=== TASK TO CARRY OUT ===
Within the listing below, how many lines contain "bowl"? Only the number is wanted.

=== AVAILABLE RECORDS ===
● ● ● ●

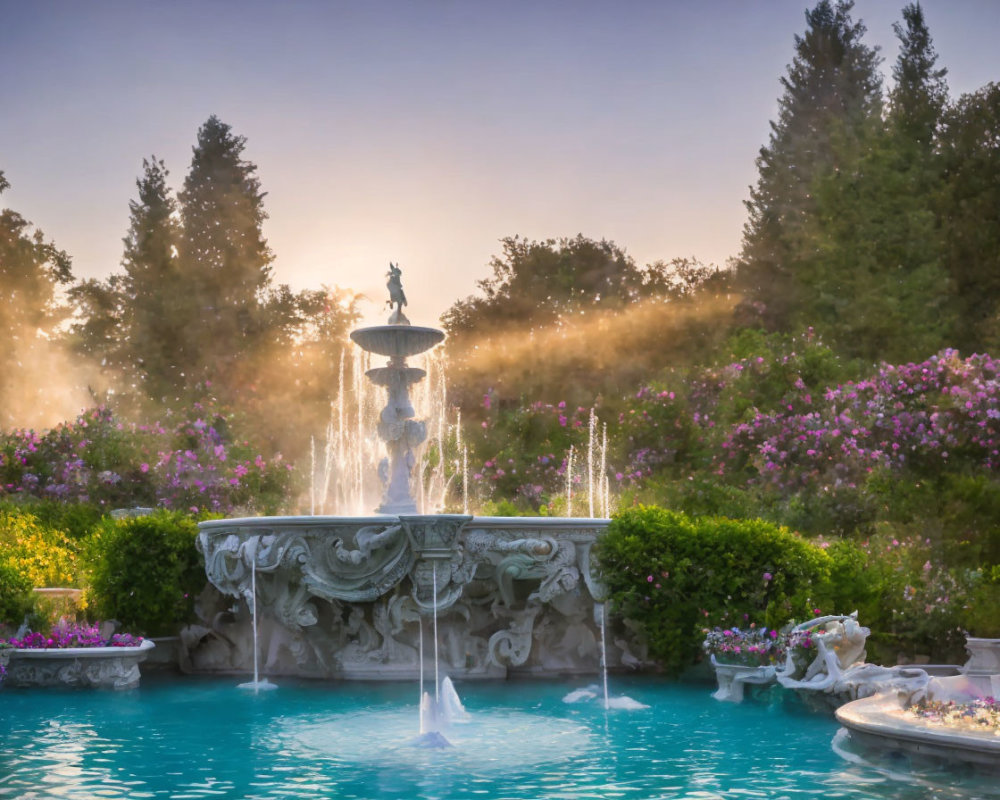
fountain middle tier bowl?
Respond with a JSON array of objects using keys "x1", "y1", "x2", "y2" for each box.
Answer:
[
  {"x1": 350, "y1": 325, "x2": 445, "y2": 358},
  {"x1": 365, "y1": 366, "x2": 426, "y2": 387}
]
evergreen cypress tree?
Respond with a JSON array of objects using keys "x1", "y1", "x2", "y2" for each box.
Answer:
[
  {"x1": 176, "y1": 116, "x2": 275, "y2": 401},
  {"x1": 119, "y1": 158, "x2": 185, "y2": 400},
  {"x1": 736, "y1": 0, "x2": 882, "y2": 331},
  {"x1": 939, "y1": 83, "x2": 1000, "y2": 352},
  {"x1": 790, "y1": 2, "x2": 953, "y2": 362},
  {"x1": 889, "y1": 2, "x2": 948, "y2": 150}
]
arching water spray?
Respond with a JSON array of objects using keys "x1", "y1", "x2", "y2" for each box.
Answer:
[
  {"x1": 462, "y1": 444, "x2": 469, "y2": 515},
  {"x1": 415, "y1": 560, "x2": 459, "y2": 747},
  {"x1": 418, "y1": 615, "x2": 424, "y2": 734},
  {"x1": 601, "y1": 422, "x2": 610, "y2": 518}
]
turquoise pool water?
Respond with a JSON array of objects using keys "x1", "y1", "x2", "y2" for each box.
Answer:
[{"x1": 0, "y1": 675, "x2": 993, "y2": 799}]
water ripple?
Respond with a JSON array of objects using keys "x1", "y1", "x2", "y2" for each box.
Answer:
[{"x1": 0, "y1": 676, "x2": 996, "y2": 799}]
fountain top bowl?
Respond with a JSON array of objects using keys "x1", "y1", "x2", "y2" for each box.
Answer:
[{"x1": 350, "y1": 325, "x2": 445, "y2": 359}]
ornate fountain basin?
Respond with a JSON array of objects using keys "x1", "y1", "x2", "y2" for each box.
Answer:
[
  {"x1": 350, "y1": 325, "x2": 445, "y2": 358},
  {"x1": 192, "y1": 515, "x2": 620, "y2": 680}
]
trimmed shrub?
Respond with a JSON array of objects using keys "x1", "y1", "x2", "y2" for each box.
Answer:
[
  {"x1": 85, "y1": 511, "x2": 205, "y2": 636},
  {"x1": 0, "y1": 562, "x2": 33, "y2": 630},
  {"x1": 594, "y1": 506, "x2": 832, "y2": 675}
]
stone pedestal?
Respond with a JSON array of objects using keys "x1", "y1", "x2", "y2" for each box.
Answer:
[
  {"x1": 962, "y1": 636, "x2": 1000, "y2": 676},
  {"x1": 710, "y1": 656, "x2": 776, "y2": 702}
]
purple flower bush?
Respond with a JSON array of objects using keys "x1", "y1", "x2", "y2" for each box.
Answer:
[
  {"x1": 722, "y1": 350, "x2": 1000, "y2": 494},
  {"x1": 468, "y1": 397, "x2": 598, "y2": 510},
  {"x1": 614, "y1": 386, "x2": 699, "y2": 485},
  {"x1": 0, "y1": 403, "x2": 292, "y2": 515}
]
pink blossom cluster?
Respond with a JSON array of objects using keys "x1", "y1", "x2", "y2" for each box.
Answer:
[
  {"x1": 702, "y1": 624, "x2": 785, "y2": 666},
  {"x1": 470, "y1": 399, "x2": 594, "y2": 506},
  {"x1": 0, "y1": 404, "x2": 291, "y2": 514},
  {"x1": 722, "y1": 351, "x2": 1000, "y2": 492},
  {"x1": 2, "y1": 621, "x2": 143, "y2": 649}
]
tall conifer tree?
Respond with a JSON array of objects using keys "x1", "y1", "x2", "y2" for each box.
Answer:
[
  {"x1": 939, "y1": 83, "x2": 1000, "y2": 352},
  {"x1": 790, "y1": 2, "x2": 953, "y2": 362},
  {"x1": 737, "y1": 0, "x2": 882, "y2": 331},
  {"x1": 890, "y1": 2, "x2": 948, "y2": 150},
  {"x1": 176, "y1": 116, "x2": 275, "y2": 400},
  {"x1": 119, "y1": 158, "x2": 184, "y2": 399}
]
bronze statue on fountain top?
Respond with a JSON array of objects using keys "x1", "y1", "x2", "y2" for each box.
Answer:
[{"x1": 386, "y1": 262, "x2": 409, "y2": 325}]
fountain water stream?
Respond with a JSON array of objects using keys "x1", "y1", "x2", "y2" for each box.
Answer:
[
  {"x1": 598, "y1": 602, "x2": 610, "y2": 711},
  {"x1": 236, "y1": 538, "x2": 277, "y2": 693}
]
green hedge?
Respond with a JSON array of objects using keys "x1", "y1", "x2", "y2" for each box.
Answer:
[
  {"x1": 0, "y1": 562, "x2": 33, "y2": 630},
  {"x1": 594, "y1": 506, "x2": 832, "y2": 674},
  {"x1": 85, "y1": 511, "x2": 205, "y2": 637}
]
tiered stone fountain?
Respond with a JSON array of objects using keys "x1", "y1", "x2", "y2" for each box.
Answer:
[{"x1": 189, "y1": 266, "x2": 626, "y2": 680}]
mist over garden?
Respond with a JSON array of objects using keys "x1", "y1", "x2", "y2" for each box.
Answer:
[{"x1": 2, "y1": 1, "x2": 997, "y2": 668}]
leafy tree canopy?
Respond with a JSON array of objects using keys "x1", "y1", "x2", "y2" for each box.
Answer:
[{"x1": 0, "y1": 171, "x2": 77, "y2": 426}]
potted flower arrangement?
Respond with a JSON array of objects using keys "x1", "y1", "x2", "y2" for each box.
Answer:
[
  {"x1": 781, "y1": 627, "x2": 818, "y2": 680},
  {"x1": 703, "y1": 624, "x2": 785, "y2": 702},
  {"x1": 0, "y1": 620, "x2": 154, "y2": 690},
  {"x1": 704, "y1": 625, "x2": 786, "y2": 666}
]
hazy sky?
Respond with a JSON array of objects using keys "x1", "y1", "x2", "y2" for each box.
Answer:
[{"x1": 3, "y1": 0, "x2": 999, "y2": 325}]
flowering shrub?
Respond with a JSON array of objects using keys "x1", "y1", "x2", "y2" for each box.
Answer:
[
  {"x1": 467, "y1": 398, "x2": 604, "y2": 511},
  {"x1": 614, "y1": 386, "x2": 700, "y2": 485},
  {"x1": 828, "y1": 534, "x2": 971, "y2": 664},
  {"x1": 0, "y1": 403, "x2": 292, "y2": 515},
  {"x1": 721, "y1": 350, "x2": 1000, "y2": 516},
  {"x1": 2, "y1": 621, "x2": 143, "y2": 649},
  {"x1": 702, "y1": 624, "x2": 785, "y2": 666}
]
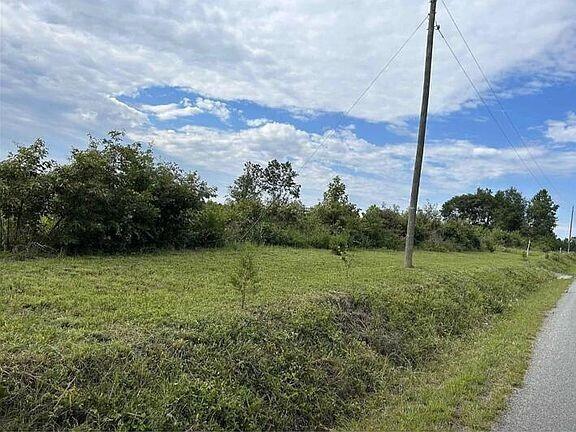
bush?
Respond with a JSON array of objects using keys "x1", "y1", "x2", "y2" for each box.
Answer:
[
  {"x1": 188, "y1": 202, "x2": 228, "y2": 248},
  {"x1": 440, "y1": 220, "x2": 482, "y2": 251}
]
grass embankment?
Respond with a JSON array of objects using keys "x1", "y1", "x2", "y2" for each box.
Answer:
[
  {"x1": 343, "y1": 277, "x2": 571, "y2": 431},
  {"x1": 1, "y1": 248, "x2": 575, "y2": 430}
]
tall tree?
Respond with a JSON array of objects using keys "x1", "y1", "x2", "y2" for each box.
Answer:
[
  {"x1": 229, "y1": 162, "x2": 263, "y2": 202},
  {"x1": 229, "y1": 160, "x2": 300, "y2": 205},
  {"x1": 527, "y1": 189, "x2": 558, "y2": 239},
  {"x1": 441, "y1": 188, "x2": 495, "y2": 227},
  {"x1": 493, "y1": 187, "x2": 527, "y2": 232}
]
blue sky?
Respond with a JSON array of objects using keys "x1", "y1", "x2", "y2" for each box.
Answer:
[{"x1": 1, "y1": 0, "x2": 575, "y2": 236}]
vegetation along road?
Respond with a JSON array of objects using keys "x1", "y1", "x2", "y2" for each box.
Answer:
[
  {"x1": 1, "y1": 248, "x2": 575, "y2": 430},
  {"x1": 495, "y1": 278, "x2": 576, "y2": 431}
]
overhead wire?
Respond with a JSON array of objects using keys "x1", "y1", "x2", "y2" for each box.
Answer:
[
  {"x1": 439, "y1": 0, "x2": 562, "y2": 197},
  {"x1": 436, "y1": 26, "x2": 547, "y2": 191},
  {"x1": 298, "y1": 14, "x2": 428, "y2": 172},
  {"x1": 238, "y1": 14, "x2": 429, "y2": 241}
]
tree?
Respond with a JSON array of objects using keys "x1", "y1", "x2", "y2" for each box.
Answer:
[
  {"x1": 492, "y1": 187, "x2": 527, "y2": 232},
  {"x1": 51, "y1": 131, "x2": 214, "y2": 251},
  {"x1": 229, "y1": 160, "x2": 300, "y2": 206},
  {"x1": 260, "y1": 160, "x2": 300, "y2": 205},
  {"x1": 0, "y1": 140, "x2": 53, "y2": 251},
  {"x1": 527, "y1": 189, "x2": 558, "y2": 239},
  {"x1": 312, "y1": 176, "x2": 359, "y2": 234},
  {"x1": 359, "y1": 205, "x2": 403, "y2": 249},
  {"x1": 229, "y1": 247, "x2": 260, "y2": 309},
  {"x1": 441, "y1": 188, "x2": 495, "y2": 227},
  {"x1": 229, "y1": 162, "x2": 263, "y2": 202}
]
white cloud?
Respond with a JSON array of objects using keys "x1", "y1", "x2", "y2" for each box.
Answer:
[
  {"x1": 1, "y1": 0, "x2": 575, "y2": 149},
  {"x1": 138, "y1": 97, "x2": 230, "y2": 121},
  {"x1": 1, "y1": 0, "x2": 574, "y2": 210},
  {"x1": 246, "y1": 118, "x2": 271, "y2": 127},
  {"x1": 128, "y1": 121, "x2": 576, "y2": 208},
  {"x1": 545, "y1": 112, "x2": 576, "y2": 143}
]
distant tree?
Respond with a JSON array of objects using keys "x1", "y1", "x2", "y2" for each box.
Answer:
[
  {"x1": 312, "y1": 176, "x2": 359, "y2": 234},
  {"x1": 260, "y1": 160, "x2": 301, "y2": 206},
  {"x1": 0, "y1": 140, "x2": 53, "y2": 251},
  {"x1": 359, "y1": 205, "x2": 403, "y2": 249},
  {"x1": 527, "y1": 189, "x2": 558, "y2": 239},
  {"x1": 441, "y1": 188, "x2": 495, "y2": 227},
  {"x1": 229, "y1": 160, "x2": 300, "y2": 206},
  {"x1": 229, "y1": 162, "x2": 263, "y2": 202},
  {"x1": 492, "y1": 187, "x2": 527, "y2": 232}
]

● ● ● ●

=== ANSWER TO THIS TASK ===
2